*Zorunlu görev 1*. "hand" sözcüğünün geçtiği her satırı kopyalayıp bir araya topla.

━━━━━━

- 13.10.2014 00:00
Kobani protestoları ve ülkede son bir haftada yaşananlar, çözüm sürecinin ne kadar sağlıksız şekilde yürütüldüğünü gözler önüne serdi.
Sürecin şeffaf şekilde yürütülmemesi, PKK’yla yapılan müzakerelerin kamuoyuyla paylaşılmaması, küçük bir kıvılcımla ülkenin savaş alanına dönebileceğini tekrar gözler önüne serdi.
Bu köşenin takipçileri hatırlayacaktır. Çözüm sürecine hep ihtiyatlı yaklaştım. Bunun temel iki nedeni vardı. Ortaklara olan güvensizliğim ve oyalama taktiği.
AKP-Öcalan ortaklığına eklemlenen BDP-Kandil ortaklığı süreçle ilgili samimiyetsiz açıklamalarla, kamuoyunu aldatma yolunu seçti.
Barış söylemi ortaklar arasında hedefe giden yolda bir araç olmuştu. Karşılıklı güç kazanma ve ardından ortağını yok etme üzerine kurulan denklemdi zihinlerin ardındaki.
Bu yüzden Uludere’de sessiz kalmayı yeğledi BDP ve Kandil. Katliamı dillendirmedi. Güç kazanmayı bekledi. AKP ve iktidar ise Güneydoğu’da KCK mahkemelerine, KCK vergilerine, yol kesmelere, bayrak indirmelere, dağa çıkışlara, Güneydoğu’nun örgütün eline geçmesine sessiz kaldı. AKP’nin bir sessizliği de seçimlerin hep atlatılması oldu.

━━━━━━

*Zorunlu görev 2*. Çözüm süreci üzerine yazıya göre AKP ve iktidarın Güneydoğu'da karşısında sessiz kaldığı şeylerin hepsini sırala.

*İşaretleme veri kümesi satırları*.
━━━━━━

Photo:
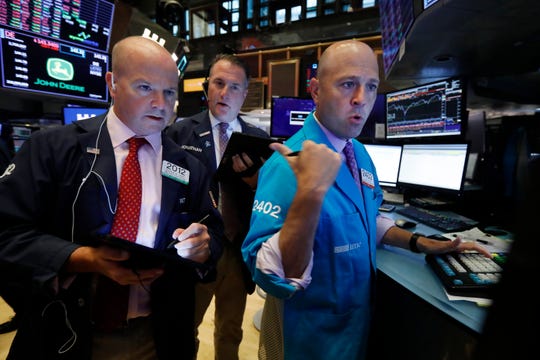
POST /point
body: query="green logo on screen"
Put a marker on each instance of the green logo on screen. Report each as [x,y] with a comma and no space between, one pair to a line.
[60,69]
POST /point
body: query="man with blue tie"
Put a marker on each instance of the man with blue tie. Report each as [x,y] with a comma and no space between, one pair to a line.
[205,135]
[315,224]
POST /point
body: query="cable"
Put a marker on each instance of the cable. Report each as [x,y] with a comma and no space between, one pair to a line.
[91,171]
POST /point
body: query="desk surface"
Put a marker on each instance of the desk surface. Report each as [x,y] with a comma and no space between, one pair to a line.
[411,271]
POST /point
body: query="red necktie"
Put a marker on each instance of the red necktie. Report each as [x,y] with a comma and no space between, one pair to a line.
[223,136]
[351,162]
[111,300]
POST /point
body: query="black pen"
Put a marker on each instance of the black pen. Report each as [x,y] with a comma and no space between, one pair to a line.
[485,242]
[174,242]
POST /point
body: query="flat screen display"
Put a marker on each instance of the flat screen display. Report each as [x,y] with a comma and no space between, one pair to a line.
[377,116]
[396,17]
[288,115]
[75,113]
[434,109]
[386,159]
[433,166]
[56,48]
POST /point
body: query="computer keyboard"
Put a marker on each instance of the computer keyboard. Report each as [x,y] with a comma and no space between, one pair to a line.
[468,274]
[437,220]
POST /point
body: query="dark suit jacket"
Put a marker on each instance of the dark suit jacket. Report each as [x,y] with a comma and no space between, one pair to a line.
[194,135]
[45,199]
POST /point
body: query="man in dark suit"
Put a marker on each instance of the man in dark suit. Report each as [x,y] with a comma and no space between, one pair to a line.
[226,86]
[61,196]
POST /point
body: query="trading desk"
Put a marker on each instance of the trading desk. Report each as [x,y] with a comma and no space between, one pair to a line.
[413,317]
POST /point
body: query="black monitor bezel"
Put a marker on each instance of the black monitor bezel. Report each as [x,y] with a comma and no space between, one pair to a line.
[273,133]
[404,186]
[433,137]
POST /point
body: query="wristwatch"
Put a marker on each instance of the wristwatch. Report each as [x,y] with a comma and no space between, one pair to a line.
[412,242]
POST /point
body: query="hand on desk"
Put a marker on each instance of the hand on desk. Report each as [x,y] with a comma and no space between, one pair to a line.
[400,237]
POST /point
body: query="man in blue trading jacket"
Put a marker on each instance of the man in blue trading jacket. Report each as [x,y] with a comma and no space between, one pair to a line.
[227,88]
[314,230]
[61,194]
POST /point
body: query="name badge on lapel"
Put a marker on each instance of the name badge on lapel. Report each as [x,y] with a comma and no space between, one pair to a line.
[175,172]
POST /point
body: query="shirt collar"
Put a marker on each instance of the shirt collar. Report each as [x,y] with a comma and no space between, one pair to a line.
[120,133]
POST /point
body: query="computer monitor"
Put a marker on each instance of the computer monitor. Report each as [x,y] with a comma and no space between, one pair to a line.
[57,49]
[75,113]
[377,116]
[396,17]
[435,167]
[430,110]
[288,115]
[386,159]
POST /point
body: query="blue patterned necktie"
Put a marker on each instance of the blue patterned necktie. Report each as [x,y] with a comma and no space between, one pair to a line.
[348,151]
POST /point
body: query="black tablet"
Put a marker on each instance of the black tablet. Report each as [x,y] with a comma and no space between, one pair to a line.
[143,257]
[255,147]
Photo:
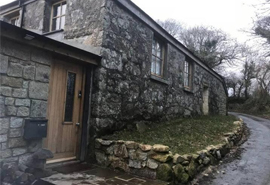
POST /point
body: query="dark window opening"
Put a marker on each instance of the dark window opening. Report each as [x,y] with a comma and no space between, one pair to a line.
[58,16]
[157,62]
[70,92]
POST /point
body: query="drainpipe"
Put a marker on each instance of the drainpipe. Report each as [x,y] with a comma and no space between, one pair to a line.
[22,12]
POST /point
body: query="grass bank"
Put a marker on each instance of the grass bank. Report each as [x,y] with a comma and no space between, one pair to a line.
[183,135]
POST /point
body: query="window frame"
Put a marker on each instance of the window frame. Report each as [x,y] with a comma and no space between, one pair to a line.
[162,58]
[11,15]
[16,18]
[56,17]
[189,73]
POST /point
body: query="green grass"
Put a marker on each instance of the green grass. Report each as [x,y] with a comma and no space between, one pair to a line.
[183,135]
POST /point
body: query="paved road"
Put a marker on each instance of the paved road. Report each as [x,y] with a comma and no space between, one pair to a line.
[254,166]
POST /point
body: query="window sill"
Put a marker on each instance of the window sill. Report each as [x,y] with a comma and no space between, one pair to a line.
[188,90]
[52,32]
[159,79]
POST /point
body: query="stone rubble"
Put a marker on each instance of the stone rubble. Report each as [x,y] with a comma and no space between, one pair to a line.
[158,162]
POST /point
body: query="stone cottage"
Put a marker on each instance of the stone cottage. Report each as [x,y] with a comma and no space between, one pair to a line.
[73,70]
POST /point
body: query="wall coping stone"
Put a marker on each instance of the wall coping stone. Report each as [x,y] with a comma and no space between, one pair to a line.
[143,158]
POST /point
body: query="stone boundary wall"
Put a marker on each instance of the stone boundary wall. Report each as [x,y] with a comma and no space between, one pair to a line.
[24,88]
[158,162]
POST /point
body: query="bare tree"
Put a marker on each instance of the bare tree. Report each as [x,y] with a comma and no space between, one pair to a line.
[172,26]
[232,82]
[263,77]
[213,46]
[248,74]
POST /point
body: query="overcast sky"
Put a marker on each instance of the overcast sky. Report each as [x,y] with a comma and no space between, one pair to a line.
[232,16]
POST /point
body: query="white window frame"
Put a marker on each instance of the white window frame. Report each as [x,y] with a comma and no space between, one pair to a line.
[188,75]
[161,57]
[14,14]
[60,16]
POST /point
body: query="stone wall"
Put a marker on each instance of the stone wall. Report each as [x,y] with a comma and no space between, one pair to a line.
[34,16]
[157,162]
[24,86]
[124,90]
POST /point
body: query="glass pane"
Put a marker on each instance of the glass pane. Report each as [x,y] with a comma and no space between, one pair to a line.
[186,80]
[64,7]
[13,21]
[71,79]
[158,67]
[56,24]
[56,10]
[159,53]
[63,20]
[16,22]
[153,69]
[154,47]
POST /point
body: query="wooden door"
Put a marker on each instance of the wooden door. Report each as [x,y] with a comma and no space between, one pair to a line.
[64,111]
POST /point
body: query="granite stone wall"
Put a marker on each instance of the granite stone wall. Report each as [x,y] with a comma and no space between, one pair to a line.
[24,86]
[158,162]
[124,90]
[34,16]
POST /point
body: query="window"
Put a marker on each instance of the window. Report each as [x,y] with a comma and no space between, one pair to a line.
[187,75]
[13,17]
[58,15]
[157,58]
[15,21]
[70,93]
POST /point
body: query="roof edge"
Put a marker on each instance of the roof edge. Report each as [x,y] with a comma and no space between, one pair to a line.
[138,12]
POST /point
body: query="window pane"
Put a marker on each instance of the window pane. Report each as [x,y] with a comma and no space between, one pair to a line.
[186,80]
[158,66]
[63,19]
[56,24]
[64,7]
[153,68]
[16,22]
[71,78]
[13,21]
[56,10]
[159,53]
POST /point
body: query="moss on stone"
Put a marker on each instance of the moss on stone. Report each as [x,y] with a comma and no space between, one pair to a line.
[164,172]
[180,174]
[192,169]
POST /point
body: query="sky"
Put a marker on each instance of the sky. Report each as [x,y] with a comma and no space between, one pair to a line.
[235,17]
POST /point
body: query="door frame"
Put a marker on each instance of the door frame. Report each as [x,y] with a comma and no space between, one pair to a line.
[85,108]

━━━━━━

*Çözümlü cevap 1*.
body: query="hand on desk"
Put a marker on each instance of the hand on desk. Report each as [x,y] with a comma and no space between, one pair to a line.

*Çözümlü cevap 2*.
- KCK mahkemeleri
- KCK vergileri
- yol kesmeler
- bayrak indirmeler
- dağa çıkışlar
- Güneydoğu'nun örgütün eline geçmesi